::: THE DATA :::

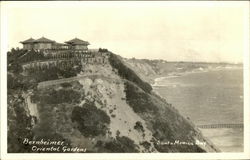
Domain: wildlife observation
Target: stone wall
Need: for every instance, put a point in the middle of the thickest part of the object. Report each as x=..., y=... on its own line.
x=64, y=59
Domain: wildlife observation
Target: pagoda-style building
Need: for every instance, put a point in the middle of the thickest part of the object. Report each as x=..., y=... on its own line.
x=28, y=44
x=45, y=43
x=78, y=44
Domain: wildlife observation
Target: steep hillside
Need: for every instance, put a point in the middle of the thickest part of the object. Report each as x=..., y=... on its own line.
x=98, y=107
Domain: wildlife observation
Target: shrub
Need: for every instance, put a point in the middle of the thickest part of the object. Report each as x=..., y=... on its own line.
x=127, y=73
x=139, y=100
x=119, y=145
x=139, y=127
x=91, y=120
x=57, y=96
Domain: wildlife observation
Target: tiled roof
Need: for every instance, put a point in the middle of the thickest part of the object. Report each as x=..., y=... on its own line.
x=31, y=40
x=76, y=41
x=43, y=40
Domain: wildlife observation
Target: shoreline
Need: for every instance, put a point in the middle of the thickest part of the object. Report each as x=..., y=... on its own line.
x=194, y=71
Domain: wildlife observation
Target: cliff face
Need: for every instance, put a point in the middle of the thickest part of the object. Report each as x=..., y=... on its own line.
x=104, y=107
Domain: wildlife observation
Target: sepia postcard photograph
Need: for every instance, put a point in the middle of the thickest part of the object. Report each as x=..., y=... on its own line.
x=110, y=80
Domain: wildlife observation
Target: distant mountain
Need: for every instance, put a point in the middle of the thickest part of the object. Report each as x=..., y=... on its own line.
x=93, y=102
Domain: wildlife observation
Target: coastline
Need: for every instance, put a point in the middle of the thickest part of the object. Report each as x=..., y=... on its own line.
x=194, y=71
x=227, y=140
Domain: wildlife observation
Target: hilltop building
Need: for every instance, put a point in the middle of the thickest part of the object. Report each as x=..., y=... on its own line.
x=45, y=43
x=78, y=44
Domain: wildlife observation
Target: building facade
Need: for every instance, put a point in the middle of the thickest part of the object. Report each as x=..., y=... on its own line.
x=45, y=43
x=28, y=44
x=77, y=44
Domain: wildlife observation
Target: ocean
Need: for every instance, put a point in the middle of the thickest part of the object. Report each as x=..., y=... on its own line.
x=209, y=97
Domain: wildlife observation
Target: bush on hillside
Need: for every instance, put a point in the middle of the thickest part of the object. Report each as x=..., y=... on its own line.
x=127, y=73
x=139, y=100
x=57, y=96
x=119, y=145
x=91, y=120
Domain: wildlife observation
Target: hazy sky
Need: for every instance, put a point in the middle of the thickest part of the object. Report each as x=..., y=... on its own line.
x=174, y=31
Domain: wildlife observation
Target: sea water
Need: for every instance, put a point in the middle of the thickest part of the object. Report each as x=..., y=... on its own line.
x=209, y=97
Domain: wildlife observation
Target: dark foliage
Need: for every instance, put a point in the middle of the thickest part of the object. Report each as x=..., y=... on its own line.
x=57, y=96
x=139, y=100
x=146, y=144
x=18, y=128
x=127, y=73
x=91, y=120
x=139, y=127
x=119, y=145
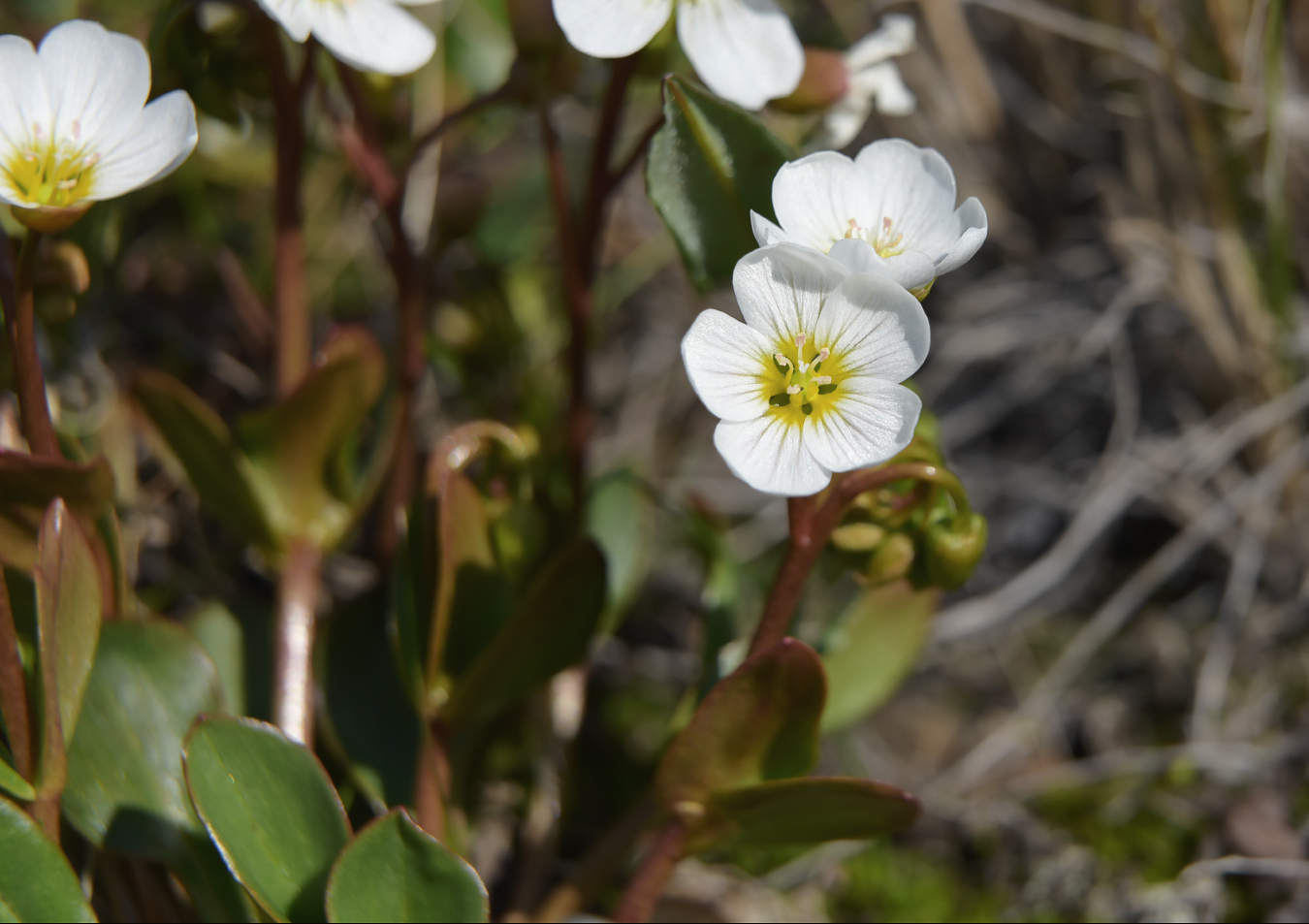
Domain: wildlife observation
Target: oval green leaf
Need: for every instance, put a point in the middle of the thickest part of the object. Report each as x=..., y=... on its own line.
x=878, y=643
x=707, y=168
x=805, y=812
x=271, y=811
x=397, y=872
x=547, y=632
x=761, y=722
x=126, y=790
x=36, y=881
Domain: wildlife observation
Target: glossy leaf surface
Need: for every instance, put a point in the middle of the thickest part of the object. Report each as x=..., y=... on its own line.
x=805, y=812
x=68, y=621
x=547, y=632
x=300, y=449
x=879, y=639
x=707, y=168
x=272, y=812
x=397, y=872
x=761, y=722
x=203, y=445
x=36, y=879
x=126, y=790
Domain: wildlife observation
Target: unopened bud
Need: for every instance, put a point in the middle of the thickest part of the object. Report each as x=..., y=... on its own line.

:::

Would you return all of the data above word for word, omitting every picture?

Domain: wildlife observation
Target: stone wall
Need: for every instance, put a point in the middle of the thickest part of the object. Report each as x=..., y=... on its own line.
x=64, y=59
Domain: wildlife observation
Target: pagoda-style building
Need: for every instance, put a point in the middle of the thickest part of the object. Report each as x=..., y=... on its own line.
x=28, y=44
x=45, y=43
x=78, y=44
Domain: wildlife observation
Target: steep hillside
Need: for every instance, put a point in the middle of the thickest part of the object. Report each as x=..., y=... on its own line.
x=98, y=107
Domain: wildlife observation
Target: shrub
Need: for every instance, put a point in the middle of the thickest part of the object. Report each as x=..., y=... on its own line.
x=127, y=73
x=139, y=100
x=119, y=145
x=139, y=127
x=91, y=120
x=57, y=96
Domain: wildlife observation
Target: tiled roof
Need: for every instance, put a point in the middle of the thickest part of the object. Report each as x=..., y=... on its own line.
x=31, y=40
x=76, y=41
x=43, y=40
Domain: wildlife observation
Target: shoreline
Need: for every instance, put a point in the middle of the thickest part of the object. Report each as x=..., y=... on its own line.
x=194, y=71
Domain: wildlife observation
Target: cliff face
Need: for every instance, put a point in the middle of the thickest part of the object. Report each as x=..., y=... on its own line.
x=104, y=107
Domain: wildlife observation
Target: sepia postcard photograph
Need: for every instance, put a point in the middle of the thickest part of the object. Report each as x=..., y=... on its own line.
x=110, y=80
Domain: wildlife observation
Target: distant mountain
Need: for every instance, put a point in the middle of the thickest part of the object. Report each as x=..., y=... on its own line.
x=93, y=102
Domain: wildlife observation
Target: coastline
Need: for every instance, put a point in the middle of the thickest part of the object. Report each as x=..., y=... on its own line.
x=194, y=71
x=227, y=140
Domain: wildlife observation
Target: hilltop building
Need: for every instance, put a point in the middle of the thickest part of the object. Report each as x=..., y=... on its own line.
x=45, y=43
x=78, y=44
Domain: wildlife observation
Target: building facade
Need: for every instance, put a point in the middle of the thickest part of the object. Report each as x=..., y=... on its own line.
x=45, y=43
x=28, y=44
x=77, y=44
Domain: wildlife observation
Target: ocean
Need: for every instance, put a point in the middle of the thickest part of the object. Report each as x=..., y=... on its own line.
x=209, y=97
Domain: wildlife observation
Target: bush on hillside
Need: for every instance, put a point in the middle of the thickest part of the object. Report each as x=..., y=... on its own line.
x=127, y=73
x=139, y=100
x=57, y=96
x=119, y=145
x=91, y=120
Domain: wildlife observation
Target: hazy sky
Need: for every instance, put a point in the middle of the thickest part of the object. Report each as x=..., y=... on its own line.
x=174, y=31
Domain: wildlife observation
Target: sea water
Need: for every instance, put a point in the middle of the thickest part of the object. Report each as x=..., y=... on its own line.
x=209, y=97
Domain: wildlife observation
Target: dark foliage
Need: for every instance, put a point in the middle of the thickest part of the object. Report each as x=..., y=... on its own line.
x=57, y=96
x=139, y=100
x=146, y=144
x=18, y=128
x=127, y=73
x=91, y=120
x=139, y=127
x=119, y=145
Domain: wildlife observation
Target: oval green leaf
Need: for every instance, put a point in the middle of the thickest part of the object. Report each as x=..., y=... on its own line.
x=878, y=643
x=707, y=168
x=805, y=812
x=271, y=811
x=397, y=872
x=547, y=632
x=761, y=722
x=126, y=790
x=36, y=881
Domain: wildlife observation
Target: glossy leaf surface
Need: for every instance, put a point in the middle of the thickest part of the object. Report each as x=..., y=... on its own line.
x=805, y=812
x=68, y=621
x=547, y=632
x=300, y=449
x=879, y=639
x=707, y=168
x=272, y=812
x=397, y=872
x=761, y=722
x=203, y=445
x=36, y=879
x=126, y=790
Domain: wildlife observation
Target: unopened bud
Need: for every instance, put a point in the middle of the thickest part of the object. Report each as x=..., y=... on its own line.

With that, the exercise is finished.